Alıntı metin |
BIST 10.648
DOLAR 32,74
EURO 35,25
ALTIN 2.447,34
HABER /  DÜNYA

Bu süreç bir kartopu gibi ilerleyecek

Başbakan Recep Erdoğan, "Bu süreç bir kartopu gibi ilerleyecek, ilerledikçe, büyüyecek, umutları çoğaltacak. Buradan doğan barış güneşi inş...

Abone ol

Başbakan Recep Erdoğan, "Bu süreç bir kartopu gibi ilerleyecek, ilerledikçe, büyüyecek, umutları çoğaltacak. Buradan doğan barış güneşi inşallah Kürt coğrafyamızı ısıtacak. Sizlerden ricam bu çözüm sürecine sımsıkı sahip çıkın" dedi.

Diyarbakır’dan doğan barış güneşinin Kürt coğrafyasını ısıtacağını söyledi.

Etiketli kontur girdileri

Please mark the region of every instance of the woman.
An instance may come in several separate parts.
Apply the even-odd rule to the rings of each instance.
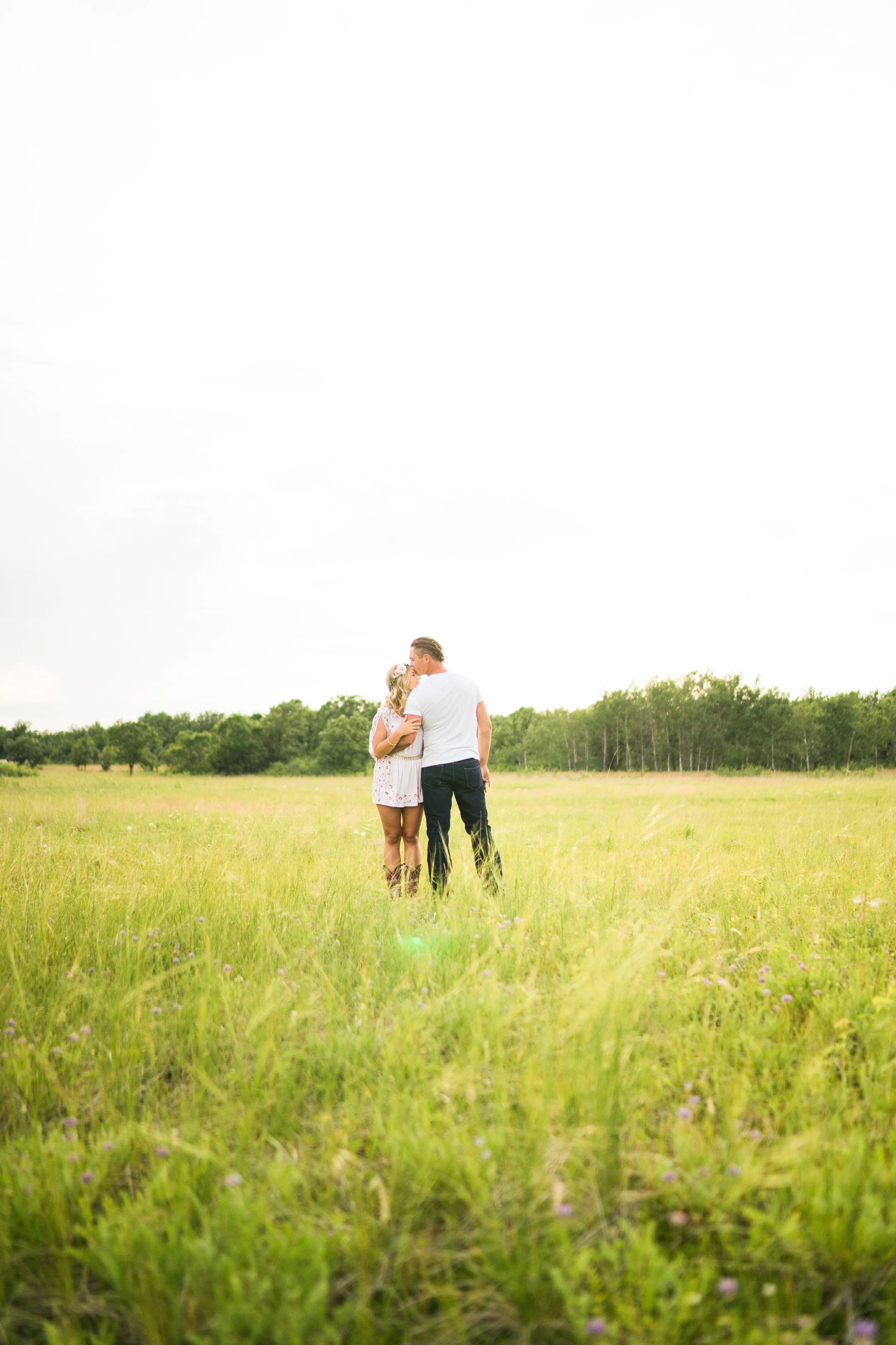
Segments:
[[[411,687],[420,679],[407,663],[394,663],[386,681],[388,691],[373,716],[371,728],[371,756],[376,763],[373,803],[383,823],[383,870],[390,897],[402,894],[402,872],[406,874],[408,897],[415,897],[420,881],[423,734],[419,729],[404,733],[400,729],[404,702]],[[402,841],[404,863],[402,863]]]

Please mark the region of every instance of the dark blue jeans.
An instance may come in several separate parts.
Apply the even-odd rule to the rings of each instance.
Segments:
[[[480,763],[470,757],[469,761],[451,761],[447,765],[424,765],[422,776],[426,866],[430,870],[430,882],[434,888],[443,888],[451,873],[449,831],[454,798],[461,820],[473,842],[477,872],[494,890],[501,876],[501,855],[492,838]]]

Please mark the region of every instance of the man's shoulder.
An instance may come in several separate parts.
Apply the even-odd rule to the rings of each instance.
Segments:
[[[451,672],[451,679],[453,679],[451,681],[451,686],[457,691],[466,693],[467,695],[476,695],[477,701],[480,699],[480,687],[478,687],[478,685],[473,681],[472,677],[467,677],[466,672],[454,672],[453,671]]]

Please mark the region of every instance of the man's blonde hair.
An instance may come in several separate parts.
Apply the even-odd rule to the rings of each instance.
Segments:
[[[429,654],[437,663],[445,663],[445,650],[430,635],[418,635],[415,640],[411,640],[411,648],[416,654]]]
[[[396,672],[396,668],[404,668],[404,671]],[[386,674],[388,691],[383,705],[388,705],[390,710],[395,710],[396,714],[404,713],[404,702],[411,691],[412,677],[414,668],[408,667],[407,663],[394,663]]]

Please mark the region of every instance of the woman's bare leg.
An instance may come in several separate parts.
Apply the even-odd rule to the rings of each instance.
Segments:
[[[418,803],[412,808],[402,808],[402,841],[404,842],[404,863],[408,869],[420,866],[420,822],[423,820],[423,804]]]
[[[391,872],[398,869],[402,862],[402,810],[388,808],[384,803],[377,803],[376,811],[383,823],[383,863]]]

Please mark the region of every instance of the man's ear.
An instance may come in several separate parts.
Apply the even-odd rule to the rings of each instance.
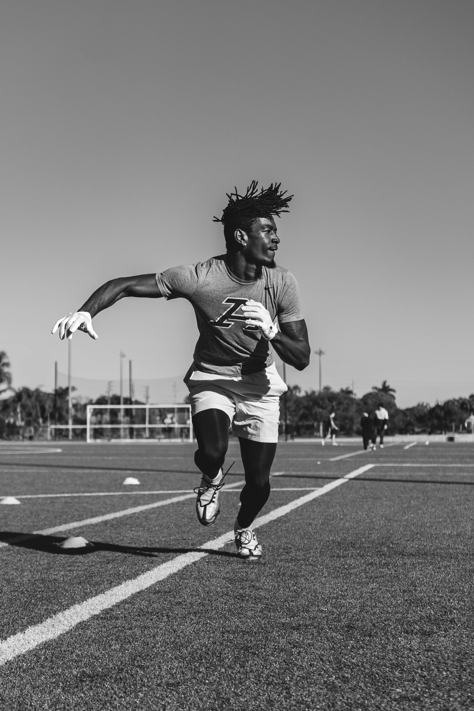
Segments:
[[[234,232],[234,237],[235,238],[235,241],[239,243],[240,247],[245,247],[249,238],[247,236],[247,233],[244,232],[243,230],[241,230],[239,228],[236,230]]]

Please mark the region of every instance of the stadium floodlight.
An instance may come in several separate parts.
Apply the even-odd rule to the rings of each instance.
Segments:
[[[128,415],[124,412],[128,412]],[[181,405],[88,405],[87,441],[184,442],[193,440],[191,406]],[[121,434],[129,431],[129,439]]]

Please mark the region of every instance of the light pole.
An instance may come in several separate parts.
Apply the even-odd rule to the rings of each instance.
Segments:
[[[69,425],[69,439],[72,439],[72,400],[71,399],[71,341],[68,341],[68,424]]]
[[[319,392],[321,392],[321,356],[325,356],[325,352],[322,348],[315,351],[315,354],[319,356]]]
[[[120,351],[120,424],[122,424],[124,422],[124,408],[122,407],[124,404],[124,374],[122,372],[122,361],[126,356],[123,351]],[[120,427],[120,439],[124,438],[124,430]]]
[[[319,356],[319,392],[322,390],[322,378],[321,378],[321,356],[325,356],[325,353],[322,348],[318,348],[317,351],[314,351],[316,356]],[[323,439],[323,422],[319,423],[319,436]]]
[[[283,379],[286,385],[286,363],[283,364]],[[288,419],[286,417],[286,390],[283,393],[283,415],[284,427],[285,429],[285,442],[288,442]]]

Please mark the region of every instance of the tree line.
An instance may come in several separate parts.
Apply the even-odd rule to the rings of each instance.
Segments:
[[[470,432],[466,422],[474,412],[474,393],[436,402],[431,406],[419,402],[411,407],[399,407],[395,390],[386,380],[374,386],[361,397],[354,396],[349,387],[333,390],[328,385],[321,392],[302,392],[298,385],[289,387],[280,405],[281,420],[284,422],[285,400],[288,432],[296,437],[319,433],[320,423],[325,434],[329,415],[335,412],[335,422],[341,434],[360,435],[360,417],[364,412],[373,415],[379,404],[389,413],[387,434],[448,434]]]
[[[68,423],[69,410],[68,388],[59,387],[56,392],[45,392],[39,387],[12,387],[10,363],[5,351],[0,351],[0,438],[36,437],[45,429],[49,422]],[[474,412],[474,393],[468,397],[458,397],[436,402],[431,406],[419,402],[412,407],[400,408],[395,400],[395,390],[386,380],[374,386],[361,397],[355,397],[349,387],[333,390],[328,385],[321,392],[303,392],[298,385],[289,387],[280,402],[281,431],[285,418],[286,431],[295,437],[318,434],[320,424],[326,434],[329,415],[335,412],[335,422],[341,434],[360,434],[360,417],[365,411],[373,415],[379,403],[389,412],[388,434],[443,434],[470,431],[466,420]],[[83,400],[72,397],[72,424],[84,424],[86,405],[105,405],[107,395],[95,400]],[[112,405],[119,405],[118,395],[112,395]],[[140,400],[130,402],[124,398],[124,405],[143,404]],[[286,415],[285,415],[286,413]]]

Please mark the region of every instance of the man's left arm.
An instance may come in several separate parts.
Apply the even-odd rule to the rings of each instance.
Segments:
[[[297,370],[303,370],[309,363],[311,349],[308,341],[308,328],[304,319],[287,321],[279,324],[280,330],[265,306],[259,301],[249,299],[242,306],[248,326],[258,326],[263,338],[271,341],[271,345],[284,363],[293,365]]]
[[[280,330],[271,339],[271,345],[284,363],[297,370],[309,365],[311,348],[304,319],[279,324]]]

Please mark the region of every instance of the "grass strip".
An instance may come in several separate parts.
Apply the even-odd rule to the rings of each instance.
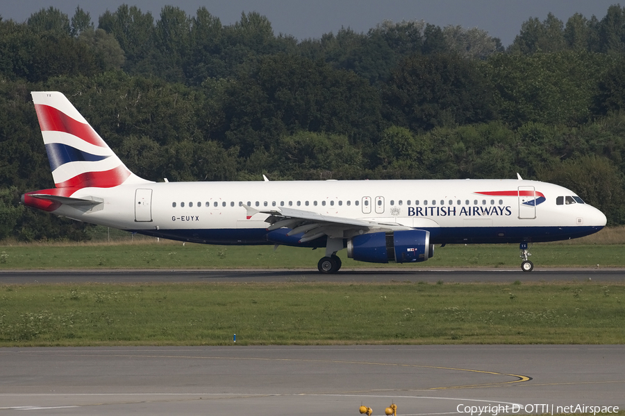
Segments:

Göreviniz | Çözüm süreci haberinde "BIST 10.648" ile "barış güneşi inş..." arasındaki kısmı, bu iki ifade de dahil, birebir alıntılar mısınız? Satırların bu işle hiçbir ilgisi yok.

Görev çıktısı |
BIST 10.648
DOLAR 32,74
EURO 35,25
ALTIN 2.447,34
HABER /  DÜNYA

Bu süreç bir kartopu gibi ilerleyecek

Başbakan Recep Erdoğan, "Bu süreç bir kartopu gibi ilerleyecek, ilerledikçe, büyüyecek, umutları çoğaltacak. Buradan doğan barış güneşi inş...